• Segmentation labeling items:
════════════════
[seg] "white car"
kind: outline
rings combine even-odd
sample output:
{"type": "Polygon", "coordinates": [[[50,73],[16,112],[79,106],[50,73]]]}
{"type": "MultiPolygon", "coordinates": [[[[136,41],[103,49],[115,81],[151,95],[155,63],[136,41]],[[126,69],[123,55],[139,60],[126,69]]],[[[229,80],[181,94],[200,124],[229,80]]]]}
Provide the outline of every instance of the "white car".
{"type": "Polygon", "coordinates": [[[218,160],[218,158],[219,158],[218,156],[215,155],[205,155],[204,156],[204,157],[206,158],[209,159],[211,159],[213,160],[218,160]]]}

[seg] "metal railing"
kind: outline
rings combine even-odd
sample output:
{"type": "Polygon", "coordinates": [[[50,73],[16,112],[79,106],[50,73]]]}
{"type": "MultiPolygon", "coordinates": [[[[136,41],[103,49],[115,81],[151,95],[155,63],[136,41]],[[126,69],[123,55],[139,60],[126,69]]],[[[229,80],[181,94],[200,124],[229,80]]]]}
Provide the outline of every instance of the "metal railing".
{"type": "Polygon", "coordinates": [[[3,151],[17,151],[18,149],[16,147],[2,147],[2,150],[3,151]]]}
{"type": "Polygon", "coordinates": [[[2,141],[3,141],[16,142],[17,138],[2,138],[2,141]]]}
════════════════
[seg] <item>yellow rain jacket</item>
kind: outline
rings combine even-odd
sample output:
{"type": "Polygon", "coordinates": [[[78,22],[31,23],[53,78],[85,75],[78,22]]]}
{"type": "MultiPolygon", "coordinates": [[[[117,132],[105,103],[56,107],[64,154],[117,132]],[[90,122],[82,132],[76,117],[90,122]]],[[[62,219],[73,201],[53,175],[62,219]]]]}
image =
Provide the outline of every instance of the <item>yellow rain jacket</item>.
════════════════
• OBJECTIVE: Repeat the lines from the one containing "[seg] <item>yellow rain jacket</item>" up to and including the one containing "Provide the outline of every instance of the <item>yellow", switching "yellow rain jacket" to "orange rain jacket" and leaving everything else as it is.

• THE RESULT:
[seg] <item>orange rain jacket</item>
kind: outline
rings combine even-odd
sample output:
{"type": "Polygon", "coordinates": [[[78,22],[31,23],[53,78],[85,75],[78,22]]]}
{"type": "MultiPolygon", "coordinates": [[[[117,132],[105,103],[56,107],[64,154],[117,132]],[[90,122],[82,132],[76,117],[90,122]]],[[[62,219],[73,201],[53,175],[62,219]]]]}
image =
Provide the outline of every instance of the <item>orange rain jacket</item>.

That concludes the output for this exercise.